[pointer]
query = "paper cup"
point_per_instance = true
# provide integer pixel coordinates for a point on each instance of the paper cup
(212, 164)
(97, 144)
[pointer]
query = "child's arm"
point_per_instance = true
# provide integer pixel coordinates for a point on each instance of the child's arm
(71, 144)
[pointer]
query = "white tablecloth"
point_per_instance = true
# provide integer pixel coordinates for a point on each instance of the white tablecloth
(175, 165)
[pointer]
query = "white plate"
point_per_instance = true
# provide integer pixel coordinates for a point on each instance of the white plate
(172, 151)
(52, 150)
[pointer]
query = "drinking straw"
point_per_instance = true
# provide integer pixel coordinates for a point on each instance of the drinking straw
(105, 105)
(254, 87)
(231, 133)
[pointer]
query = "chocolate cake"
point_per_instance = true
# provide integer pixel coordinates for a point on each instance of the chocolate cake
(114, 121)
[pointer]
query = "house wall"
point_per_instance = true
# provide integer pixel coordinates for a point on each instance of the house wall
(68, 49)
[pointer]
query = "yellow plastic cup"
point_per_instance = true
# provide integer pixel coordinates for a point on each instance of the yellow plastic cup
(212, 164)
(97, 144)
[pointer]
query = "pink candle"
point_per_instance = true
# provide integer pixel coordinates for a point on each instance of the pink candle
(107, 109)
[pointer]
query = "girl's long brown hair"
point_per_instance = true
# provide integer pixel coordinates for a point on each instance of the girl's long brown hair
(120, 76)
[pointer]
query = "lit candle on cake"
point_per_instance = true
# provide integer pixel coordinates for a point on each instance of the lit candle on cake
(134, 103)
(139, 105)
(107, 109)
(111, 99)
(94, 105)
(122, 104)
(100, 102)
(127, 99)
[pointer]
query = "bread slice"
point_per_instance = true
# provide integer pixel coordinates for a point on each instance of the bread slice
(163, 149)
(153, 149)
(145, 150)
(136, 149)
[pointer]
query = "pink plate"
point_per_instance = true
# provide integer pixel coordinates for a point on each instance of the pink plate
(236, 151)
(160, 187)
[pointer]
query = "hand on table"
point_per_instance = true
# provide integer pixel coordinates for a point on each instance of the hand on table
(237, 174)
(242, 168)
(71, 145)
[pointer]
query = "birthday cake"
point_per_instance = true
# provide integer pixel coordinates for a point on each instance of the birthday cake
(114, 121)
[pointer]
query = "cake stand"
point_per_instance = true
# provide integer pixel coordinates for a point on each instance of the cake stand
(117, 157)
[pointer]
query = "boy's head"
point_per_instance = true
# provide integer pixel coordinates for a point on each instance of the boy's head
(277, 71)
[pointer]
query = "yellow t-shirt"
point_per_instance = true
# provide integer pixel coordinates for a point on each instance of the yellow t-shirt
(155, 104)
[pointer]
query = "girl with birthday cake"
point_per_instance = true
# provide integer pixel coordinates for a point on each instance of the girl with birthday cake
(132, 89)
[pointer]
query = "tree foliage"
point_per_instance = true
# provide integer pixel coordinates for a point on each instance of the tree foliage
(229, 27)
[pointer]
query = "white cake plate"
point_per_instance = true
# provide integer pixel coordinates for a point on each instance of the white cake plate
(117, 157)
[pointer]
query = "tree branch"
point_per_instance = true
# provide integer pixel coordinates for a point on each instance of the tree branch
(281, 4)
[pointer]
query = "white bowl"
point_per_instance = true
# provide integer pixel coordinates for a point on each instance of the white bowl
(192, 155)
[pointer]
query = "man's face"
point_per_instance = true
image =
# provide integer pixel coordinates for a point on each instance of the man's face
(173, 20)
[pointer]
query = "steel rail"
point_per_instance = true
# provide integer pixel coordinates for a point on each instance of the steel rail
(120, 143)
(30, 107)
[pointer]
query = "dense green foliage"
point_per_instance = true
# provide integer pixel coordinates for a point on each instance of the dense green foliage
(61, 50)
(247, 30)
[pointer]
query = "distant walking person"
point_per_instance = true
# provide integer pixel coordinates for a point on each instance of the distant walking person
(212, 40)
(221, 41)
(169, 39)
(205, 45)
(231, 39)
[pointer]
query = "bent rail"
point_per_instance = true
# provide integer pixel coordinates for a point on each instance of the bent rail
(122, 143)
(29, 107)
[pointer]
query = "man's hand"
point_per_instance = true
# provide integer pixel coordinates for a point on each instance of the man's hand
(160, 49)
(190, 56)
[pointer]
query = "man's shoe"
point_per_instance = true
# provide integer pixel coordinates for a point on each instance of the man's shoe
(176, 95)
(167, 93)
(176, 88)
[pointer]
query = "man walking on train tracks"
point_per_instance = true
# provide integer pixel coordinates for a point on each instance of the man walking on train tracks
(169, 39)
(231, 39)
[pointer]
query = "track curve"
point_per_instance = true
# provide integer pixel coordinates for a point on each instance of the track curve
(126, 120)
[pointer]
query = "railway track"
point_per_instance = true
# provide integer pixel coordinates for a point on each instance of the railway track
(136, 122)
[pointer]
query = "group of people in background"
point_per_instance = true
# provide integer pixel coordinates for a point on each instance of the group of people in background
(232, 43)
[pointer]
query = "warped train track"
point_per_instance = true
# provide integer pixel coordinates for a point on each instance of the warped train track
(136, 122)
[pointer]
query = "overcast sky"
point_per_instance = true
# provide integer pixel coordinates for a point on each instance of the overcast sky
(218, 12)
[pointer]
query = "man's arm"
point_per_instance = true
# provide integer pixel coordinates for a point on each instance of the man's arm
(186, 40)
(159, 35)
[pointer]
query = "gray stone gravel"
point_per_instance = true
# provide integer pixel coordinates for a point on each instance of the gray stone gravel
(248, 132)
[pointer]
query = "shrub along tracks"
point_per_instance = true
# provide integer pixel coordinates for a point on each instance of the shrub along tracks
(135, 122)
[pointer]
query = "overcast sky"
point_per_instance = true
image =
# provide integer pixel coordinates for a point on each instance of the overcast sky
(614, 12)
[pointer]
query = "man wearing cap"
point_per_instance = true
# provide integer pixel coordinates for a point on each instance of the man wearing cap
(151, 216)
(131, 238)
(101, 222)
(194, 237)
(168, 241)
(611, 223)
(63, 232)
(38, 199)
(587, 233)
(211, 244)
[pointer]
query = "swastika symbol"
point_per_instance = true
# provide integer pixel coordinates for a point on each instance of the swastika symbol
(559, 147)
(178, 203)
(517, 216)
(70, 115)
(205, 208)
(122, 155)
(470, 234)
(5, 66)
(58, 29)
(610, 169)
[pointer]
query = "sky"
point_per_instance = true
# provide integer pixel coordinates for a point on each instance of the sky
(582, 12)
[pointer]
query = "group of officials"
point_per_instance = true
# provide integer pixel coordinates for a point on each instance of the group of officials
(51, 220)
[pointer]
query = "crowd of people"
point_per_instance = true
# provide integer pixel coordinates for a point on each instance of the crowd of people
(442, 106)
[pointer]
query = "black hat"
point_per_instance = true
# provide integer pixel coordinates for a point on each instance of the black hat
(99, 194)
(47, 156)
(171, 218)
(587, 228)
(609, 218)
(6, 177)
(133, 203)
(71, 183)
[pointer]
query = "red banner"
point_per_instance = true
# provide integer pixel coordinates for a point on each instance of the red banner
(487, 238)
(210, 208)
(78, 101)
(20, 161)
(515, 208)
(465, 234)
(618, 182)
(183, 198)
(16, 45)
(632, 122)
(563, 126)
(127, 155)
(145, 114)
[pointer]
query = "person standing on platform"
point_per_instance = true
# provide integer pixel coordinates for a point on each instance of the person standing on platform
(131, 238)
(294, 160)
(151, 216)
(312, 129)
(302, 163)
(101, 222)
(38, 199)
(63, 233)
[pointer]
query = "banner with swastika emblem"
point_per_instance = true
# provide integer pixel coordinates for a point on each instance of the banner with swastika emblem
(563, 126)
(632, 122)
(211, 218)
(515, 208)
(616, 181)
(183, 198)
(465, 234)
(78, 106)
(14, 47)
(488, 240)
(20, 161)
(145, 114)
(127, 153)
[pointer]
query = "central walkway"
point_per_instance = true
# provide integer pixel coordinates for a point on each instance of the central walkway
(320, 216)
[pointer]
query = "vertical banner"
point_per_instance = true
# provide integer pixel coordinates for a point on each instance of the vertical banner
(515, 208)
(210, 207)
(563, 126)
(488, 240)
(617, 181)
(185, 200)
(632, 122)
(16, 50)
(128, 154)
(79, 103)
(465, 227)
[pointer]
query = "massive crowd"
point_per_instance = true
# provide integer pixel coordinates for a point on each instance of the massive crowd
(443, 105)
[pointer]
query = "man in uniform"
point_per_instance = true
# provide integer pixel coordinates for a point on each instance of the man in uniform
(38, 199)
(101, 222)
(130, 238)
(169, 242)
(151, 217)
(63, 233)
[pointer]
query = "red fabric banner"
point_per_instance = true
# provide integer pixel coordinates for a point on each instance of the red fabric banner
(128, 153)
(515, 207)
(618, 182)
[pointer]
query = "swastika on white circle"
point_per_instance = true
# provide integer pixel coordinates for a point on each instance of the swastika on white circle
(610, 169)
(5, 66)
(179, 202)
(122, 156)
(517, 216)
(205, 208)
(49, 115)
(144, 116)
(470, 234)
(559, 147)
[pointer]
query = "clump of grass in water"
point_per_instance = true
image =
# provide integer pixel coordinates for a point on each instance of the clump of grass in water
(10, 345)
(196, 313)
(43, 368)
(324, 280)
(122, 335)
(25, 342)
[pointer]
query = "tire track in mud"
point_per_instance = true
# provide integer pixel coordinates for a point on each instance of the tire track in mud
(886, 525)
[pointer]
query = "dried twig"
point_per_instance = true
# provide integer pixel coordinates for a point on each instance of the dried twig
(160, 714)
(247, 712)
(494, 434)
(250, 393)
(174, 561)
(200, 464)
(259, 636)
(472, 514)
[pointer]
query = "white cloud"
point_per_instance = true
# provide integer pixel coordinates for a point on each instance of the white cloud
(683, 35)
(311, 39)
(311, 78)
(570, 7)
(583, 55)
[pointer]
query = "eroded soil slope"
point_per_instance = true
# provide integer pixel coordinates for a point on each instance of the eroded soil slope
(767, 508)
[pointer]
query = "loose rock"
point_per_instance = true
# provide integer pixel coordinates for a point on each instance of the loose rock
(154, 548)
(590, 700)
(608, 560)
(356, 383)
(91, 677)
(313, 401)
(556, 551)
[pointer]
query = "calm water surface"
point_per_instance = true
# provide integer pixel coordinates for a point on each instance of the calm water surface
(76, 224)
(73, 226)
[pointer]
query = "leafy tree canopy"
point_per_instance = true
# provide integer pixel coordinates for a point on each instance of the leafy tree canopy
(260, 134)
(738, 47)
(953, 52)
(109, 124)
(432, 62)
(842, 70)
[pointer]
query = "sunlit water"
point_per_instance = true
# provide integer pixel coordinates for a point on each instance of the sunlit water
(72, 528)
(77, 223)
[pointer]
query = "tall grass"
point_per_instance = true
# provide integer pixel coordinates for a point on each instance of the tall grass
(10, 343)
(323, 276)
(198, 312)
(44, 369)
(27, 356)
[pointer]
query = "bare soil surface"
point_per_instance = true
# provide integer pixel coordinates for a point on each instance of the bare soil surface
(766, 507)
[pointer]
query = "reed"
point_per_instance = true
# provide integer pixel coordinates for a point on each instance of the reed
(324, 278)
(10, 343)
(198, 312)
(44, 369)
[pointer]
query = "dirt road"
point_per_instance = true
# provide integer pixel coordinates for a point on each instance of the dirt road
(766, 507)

- - - -

Brief:
Print again the material above, limited to the lines from the one holding "the loose rock" through the last, inclusive.

Finished task:
# provide integer pixel coordinates for a point on each instance of the loose rock
(154, 548)
(590, 700)
(608, 560)
(356, 383)
(91, 677)
(313, 401)
(556, 551)
[pointer]
query = "calm water surface"
point_per_instance = true
# provide integer pixel coordinates for a point on each instance of the calm water surface
(76, 224)
(73, 226)
[pointer]
query = "leafy tree canopy"
point_per_instance = true
# provide integer pixel coordinates for a point on each instance of the leafy tree canopy
(260, 134)
(738, 47)
(953, 52)
(109, 124)
(432, 62)
(842, 70)
[pointer]
query = "sunlit water"
point_per_instance = true
# provide integer pixel coordinates for a point on each instance of the sunlit water
(72, 528)
(77, 223)
[pointer]
query = "tall grass"
point_per_instance = true
# provide integer pixel coordinates for a point on each instance of the tall grass
(10, 343)
(323, 276)
(198, 312)
(44, 369)
(27, 356)
[pointer]
query = "bare soil surface"
point_per_instance = true
# provide integer pixel coordinates for a point on each instance of the bare soil surface
(766, 507)
[pointer]
query = "reed"
point_per_instance = true
# provide integer pixel coordinates for a point on each instance of the reed
(324, 278)
(10, 343)
(198, 312)
(44, 369)
[pointer]
query = "dirt road"
point_per_instance = true
# provide integer pixel coordinates for a point on each instance of the dirt road
(766, 507)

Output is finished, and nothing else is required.